> Brano di testo:
━━━━━━
Il regista era sconosciuto, Marco Risi che lo produceva dovette impegnarsi casa
sua, gli attori rifiutavano uno dopo l’altro di interpretare un omosessuale. Lo
feci io e fu un grande successo, che mi portò anche diversi premi». Seguirono
vari sceneggiati televisivi (Nuda
proprietà vendesi, Crociati, Piccolo mondo antico, Dalida), l’ultimo film insieme al padre
(La bomba, di Giulio Base), e persino
la pellicola d’azione franco-americana Transporter:
Extreme, al fianco di Jason Statham. Nel 2008, «quasi per caso, è arrivato
il film Caos calmo, tratto dal libro
di Sandro Veronesi. Non si aspettava molto, se non l’opportunità di lavorare
con Nanni Moretti. Il ruolo era quello scomodo di non protagonista, del secondo
dietro al gigante. E invece gli è cambiata la vita. Il grande pubblico […] si è
innamorato di lui. Gli ha riconosciuto il talento e, soprattutto, l’umanità.
━━━━━━
> Estratti del dataset:

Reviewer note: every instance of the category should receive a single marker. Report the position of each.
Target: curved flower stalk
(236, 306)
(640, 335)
━━━━━━
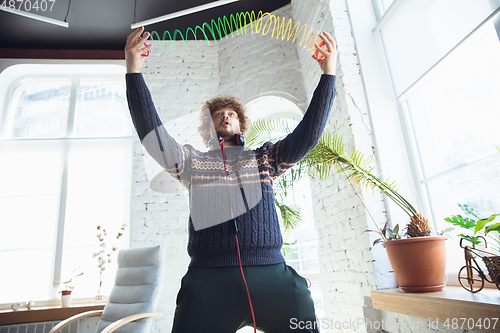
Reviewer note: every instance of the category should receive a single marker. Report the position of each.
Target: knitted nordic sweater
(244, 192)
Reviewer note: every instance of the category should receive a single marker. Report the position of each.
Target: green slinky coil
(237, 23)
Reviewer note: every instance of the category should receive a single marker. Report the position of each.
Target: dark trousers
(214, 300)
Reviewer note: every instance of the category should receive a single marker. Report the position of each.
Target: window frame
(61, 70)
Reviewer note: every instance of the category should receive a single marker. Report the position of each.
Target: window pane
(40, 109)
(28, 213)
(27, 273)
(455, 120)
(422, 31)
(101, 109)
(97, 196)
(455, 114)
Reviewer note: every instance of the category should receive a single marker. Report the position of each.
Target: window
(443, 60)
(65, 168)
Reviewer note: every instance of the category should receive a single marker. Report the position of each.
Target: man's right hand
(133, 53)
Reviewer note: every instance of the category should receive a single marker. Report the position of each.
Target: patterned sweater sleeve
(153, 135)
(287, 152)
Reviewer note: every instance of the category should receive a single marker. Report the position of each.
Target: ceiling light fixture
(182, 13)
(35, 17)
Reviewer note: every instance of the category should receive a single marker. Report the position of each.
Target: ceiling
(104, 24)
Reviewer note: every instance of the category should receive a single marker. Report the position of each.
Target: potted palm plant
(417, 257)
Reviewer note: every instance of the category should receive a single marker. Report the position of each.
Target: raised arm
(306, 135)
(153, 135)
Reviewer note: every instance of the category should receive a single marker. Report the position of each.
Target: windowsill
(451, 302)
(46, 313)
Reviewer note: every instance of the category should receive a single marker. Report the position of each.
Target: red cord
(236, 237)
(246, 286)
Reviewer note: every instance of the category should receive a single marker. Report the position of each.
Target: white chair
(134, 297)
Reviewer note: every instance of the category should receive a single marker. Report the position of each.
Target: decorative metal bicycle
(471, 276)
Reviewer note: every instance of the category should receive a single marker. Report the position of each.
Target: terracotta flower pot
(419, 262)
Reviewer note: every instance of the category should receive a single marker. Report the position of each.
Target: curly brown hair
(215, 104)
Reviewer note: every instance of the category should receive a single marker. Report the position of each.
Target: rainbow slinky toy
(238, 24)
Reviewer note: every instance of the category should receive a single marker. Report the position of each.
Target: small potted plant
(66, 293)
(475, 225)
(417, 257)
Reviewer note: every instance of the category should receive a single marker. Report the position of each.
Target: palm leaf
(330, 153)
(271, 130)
━━━━━━
> Descrizione del compito: Copia parola per parola il passo del brano sulla carriera dell'attore che inizia con "Il regista era" e termina con "e, soprattutto, l’umanità.".

> Soluzione:
Il regista era sconosciuto, Marco Risi che lo produceva dovette impegnarsi casa
sua, gli attori rifiutavano uno dopo l’altro di interpretare un omosessuale. Lo
feci io e fu un grande successo, che mi portò anche diversi premi». Seguirono
vari sceneggiati televisivi (Nuda
proprietà vendesi, Crociati, Piccolo mondo antico, Dalida), l’ultimo film insieme al padre
(La bomba, di Giulio Base), e persino
la pellicola d’azione franco-americana Transporter:
Extreme, al fianco di Jason Statham. Nel 2008, «quasi per caso, è arrivato
il film Caos calmo, tratto dal libro
di Sandro Veronesi. Non si aspettava molto, se non l’opportunità di lavorare
con Nanni Moretti. Il ruolo era quello scomodo di non protagonista, del secondo
dietro al gigante. E invece gli è cambiata la vita. Il grande pubblico […] si è
innamorato di lui. Gli ha riconosciuto il talento e, soprattutto, l’umanità.